Text for analysis
◆ ◆ ◆ ◆

Loyalty usually is a great quality, but it can be costly when you shop. Sticking to just one brand rarely makes sense when the only meaningful difference between a national brand product and its generic version is the price.
Sometimes brand-name products offer something unique. More often, though, they don’t. Here are a bunch of generics we consider worthwhile. All can save you big bucks over their brand-name counterparts.
If you must buy bottled water, choose store brands and save money. However, if you want to rack up serious savings, forget bottled water entirely and drink tap water — the quintessential generic. If you’re still unsure, get a good filter and run your tap water through it.
Even generic bottled water is a lot more expensive and not necessarily any safer than tap water. An estimated one-quarter or more of bottled water comes from a tap, according to the National Resources Defense Council. The nonprofit adds:
“It’s important to note that the federal government does not require bottled water to be safer than tap. In fact, just the opposite is true in many cases. Tap water in most big cities must be disinfected, filtered to remove pathogens, and tested for cryptosporidium and giardia viruses. Bottled water does not have to be.”
2. Prescription drugs
Buying generic drugs is generally a great way to save on medications. We reported on a study that found Walmart had by far the lowest prices for prescription drugs.
The U.S. Food and Drug Administration (FDA) requires that generic and brand-name medications (whether over-the-counter or prescription) conform to safety standards.
Like medications and infant formula, the FDA regulates sunscreens.
Look for an SPF (sun protection factor) rating of 30 or more and protection from both UVA and UVB rays, known as broad-spectrum protection. To be sure a product offers the latter, look for sunscreens with the phrase “broad spectrum SPF” followed by an SPF number on the front of the product.
Under federal law, manufacturers can use that phrase only on products that pass a broad-spectrum testing procedure.
4. Food storage bags and containers
Many people just call these “ziplock bags,” after the famous brand-name products that your grocery store probably stocks on its shelves.
As we point out in “7 Things I Never Buy at Costco,” Walmart’s Great Value brand sandwich bags and storage bags can be an excellent substitute for TV-advertised brands, They do the job, and at a lower cost.
Generic trash bags can vary in quality. Aldi is one good place to find durable, non-brand trash bags at a lower price.
You’ll find good prices on plastic food containers at dollar stores.
Some brand-name products are the result of generations of research and trial and error, and imitators can’t always knock off something that’s truly perfect. Melt-in-your-mouth Hershey’s kisses, for example.

◆ ◆ ◆ ◆

Information
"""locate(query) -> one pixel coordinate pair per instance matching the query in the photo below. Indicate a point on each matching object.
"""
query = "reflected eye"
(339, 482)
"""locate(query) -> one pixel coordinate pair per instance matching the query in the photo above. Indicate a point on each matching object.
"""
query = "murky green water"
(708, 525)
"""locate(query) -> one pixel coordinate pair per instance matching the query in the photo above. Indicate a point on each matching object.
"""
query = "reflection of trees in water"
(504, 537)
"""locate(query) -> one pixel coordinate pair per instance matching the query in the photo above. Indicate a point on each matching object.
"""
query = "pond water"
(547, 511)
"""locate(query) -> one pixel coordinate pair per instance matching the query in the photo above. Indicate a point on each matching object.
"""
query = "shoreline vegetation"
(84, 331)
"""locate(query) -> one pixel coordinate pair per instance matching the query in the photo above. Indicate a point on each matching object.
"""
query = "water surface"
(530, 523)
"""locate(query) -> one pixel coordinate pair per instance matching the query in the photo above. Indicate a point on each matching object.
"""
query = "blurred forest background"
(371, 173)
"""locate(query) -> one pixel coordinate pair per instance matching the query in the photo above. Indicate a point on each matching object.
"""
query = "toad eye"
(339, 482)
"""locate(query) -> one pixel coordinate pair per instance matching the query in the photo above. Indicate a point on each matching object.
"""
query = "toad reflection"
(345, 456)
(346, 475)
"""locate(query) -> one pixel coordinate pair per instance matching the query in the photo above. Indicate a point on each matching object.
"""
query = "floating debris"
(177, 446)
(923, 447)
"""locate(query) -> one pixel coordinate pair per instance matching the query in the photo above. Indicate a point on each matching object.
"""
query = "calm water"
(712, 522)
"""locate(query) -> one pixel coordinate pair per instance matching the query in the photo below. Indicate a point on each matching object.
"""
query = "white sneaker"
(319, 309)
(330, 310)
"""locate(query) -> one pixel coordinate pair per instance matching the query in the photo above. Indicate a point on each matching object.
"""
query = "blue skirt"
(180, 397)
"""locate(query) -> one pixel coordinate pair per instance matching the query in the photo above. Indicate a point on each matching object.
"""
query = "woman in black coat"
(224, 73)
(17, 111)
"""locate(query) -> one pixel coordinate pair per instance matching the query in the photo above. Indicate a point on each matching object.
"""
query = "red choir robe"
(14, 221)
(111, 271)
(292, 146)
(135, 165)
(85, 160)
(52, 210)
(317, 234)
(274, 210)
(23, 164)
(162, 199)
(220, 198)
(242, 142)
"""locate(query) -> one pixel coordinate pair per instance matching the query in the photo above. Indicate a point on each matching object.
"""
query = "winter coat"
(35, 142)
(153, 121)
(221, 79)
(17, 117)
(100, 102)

◆ ◆ ◆ ◆

Explore the material
1 > According to the article on generic products, what share of bottled water comes from a tap, according to the National Resources Defense Council?
2 > Please reproduce the part of the article on generic products that begins at the words "Under federal law, manufacturers" and stops after "at dollar stores.".
3 > In the article on generic products, why does the phrase "broad spectrum SPF" on the front of a sunscreen show that it protects against both UVA and UVB rays?

Solutions per task
1 > An estimated one-quarter or more.

2 >
Under federal law, manufacturers can use that phrase only on products that pass a broad-spectrum testing procedure.
4. Food storage bags and containers
Many people just call these “ziplock bags,” after the famous brand-name products that your grocery store probably stocks on its shelves.
As we point out in “7 Things I Never Buy at Costco,” Walmart’s Great Value brand sandwich bags and storage bags can be an excellent substitute for TV-advertised brands, They do the job, and at a lower cost.
Generic trash bags can vary in quality. Aldi is one good place to find durable, non-brand trash bags at a lower price.
You’ll find good prices on plastic food containers at dollar stores.

3 > Under federal law, manufacturers can use that phrase only on products that pass a broad-spectrum testing procedure. A sunscreen carrying it has therefore passed that test.